> [Objective 1] How much rent from a furnished room is normally tax-free each year under the rent-a-room allowance described in the tax allowances text?

> [Document text]
______
You have the rent-a-room allowance, so you may be able to rent a furnished room of your home to a lodger, and the first £7,500 of rent each year is normally tax-free.

Then there’s the trading allowance, which means the first £1,000 of income from a hobby or a side hustle, like babysitting or trading on eBay is normally tax-free.

You may also be able to make up to £1,000 tax free from your property from things like renting out storage space or a driveway.

Others are more widely known, but worth touching on because they’re so useful.

The first £12,570 of taxable income each tax year is normally tax-free thanks to the personal allowance. There’s also the personal savings allowance that means basic-rate taxpayers can make up to £1,000 in interest from savings each tax year without paying tax, while higher-rate taxpayers can make up to £500.

On top of that, lower earners also have the starting rate for savings which covers up to the first £5,000 of interest.


You can beat the £100,000 tax and childcare traps

If you earn over £100,000, you’ll lose some of your personal allowance, and pay tax at an eye-watering effective rate of 60% on income from £100,000 to £125,140.

Pension, including Self-Invested Personal Pension (SIPP), contributions can cut the income that counts towards this (your ‘adjusted net income’).

So, for example, if your income is £101,000 and you pay £1,000 into a pension, you could get up to £400 in pension tax relief, but you also take your income to the £100,000 threshold, so your personal allowance doesn’t taper – saving you another £200 in tax.

Your personal allowance is reduced if your income is over £100,000 – by £1 for every £2 above the limit until it reaches £0 when your income is £125,140 or more.

It means that £1,000 pension contribution has effectively cost you just £400. Plus, if a parent can bring their income back under £100,000, they might keep their eligibility to tax-free childcare too.


The high-income child benefit charge might not apply

Once you or your partner earns over the threshold, you have to start paying your child benefit back.

This charge has already eased, with the threshold rising to £60,000, and the taper rate halving, so you only have to pay it all back when you or your partner earns more than £80,000.

However, if you fall foul of this punishing charge, you could consider paying into a pension, like a SIPP.

Pension contributions reduce your adjusted net income, which is what’s used to calculate the charge. It can cut the charge – or push you out of the bracket entirely.
______
> [Material for this exercise]
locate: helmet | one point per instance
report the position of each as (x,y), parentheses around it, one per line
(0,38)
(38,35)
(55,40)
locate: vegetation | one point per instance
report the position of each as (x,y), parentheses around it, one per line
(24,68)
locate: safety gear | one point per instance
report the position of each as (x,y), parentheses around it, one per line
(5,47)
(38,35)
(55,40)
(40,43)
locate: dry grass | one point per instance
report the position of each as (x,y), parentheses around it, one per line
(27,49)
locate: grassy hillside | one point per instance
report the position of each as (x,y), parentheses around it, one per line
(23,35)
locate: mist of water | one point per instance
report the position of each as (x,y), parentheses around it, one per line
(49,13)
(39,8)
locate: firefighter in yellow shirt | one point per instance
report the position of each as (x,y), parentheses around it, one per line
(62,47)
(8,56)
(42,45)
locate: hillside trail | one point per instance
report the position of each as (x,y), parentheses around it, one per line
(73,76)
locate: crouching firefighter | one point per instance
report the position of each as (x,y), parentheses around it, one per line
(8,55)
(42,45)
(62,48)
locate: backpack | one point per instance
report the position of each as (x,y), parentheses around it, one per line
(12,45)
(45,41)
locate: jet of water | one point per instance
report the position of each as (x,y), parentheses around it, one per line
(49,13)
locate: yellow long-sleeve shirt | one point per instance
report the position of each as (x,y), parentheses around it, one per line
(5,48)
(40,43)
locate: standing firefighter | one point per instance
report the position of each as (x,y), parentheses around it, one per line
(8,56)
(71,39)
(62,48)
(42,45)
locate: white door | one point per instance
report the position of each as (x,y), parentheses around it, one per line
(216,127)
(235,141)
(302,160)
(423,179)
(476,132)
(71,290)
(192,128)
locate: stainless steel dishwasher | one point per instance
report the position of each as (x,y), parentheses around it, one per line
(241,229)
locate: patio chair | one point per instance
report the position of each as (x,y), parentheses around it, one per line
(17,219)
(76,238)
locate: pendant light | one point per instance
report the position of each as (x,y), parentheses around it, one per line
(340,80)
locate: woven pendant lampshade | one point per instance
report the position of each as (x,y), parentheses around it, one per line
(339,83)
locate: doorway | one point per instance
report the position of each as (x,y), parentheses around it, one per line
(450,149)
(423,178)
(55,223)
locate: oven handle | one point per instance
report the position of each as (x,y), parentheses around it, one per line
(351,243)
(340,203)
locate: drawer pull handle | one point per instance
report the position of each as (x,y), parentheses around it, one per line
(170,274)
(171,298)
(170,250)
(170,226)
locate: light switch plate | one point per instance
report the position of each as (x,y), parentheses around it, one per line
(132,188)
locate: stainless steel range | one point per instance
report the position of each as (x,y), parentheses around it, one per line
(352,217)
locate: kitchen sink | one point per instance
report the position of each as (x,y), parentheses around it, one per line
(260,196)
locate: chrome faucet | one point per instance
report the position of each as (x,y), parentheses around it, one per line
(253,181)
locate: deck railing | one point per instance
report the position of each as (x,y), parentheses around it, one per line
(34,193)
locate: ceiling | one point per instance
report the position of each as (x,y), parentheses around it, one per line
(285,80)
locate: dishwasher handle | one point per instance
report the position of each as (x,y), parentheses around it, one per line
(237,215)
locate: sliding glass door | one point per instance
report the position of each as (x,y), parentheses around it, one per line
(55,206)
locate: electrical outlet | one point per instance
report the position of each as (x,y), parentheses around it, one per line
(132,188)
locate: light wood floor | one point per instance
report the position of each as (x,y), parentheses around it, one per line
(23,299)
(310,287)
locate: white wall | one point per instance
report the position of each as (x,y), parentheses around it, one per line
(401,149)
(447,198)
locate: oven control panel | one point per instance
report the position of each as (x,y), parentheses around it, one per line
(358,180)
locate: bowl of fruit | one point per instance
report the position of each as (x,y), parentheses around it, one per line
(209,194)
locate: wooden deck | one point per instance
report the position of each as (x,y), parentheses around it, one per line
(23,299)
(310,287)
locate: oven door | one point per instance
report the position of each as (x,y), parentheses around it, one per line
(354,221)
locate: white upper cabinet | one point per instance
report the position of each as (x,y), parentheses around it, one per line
______
> [Objective 2] Rewrite the records from the line holding "locate: ceiling | one point per instance" through the end of the records, inclusive, with "oven" swapped for "stove" and everything else left unchanged.

> [Task output 1] The first £7,500 of rent each year is normally tax-free.

> [Task output 2]
locate: ceiling | one point per instance
report the position of each as (x,y), parentheses around it, one per line
(285,80)
locate: dishwasher handle | one point per instance
report the position of each as (x,y), parentheses around it, one per line
(237,215)
locate: sliding glass door | one point per instance
report the position of each as (x,y), parentheses around it, one per line
(55,206)
locate: electrical outlet | one point per instance
report the position of each as (x,y), parentheses around it, one per line
(132,188)
locate: light wood floor | one point per instance
report the position of each as (x,y), parentheses around it, one per line
(23,299)
(310,287)
locate: white wall | one point per instance
report the position of each as (x,y), parentheses around it, one per line
(401,149)
(447,198)
locate: stove control panel | one point per instance
report the position of each as (x,y), parentheses around it, one per line
(358,180)
locate: bowl of fruit | one point per instance
report the position of each as (x,y), parentheses around it, one per line
(209,194)
locate: wooden deck | one point per instance
report the position of each as (x,y), parentheses around it, one per line
(23,299)
(310,287)
locate: stove door | one point per instance
report the position of each as (x,y), parentheses around it, one per line
(354,221)
locate: white upper cabinet | one point per instance
report the position of each as (x,y), parentheses around it, one per line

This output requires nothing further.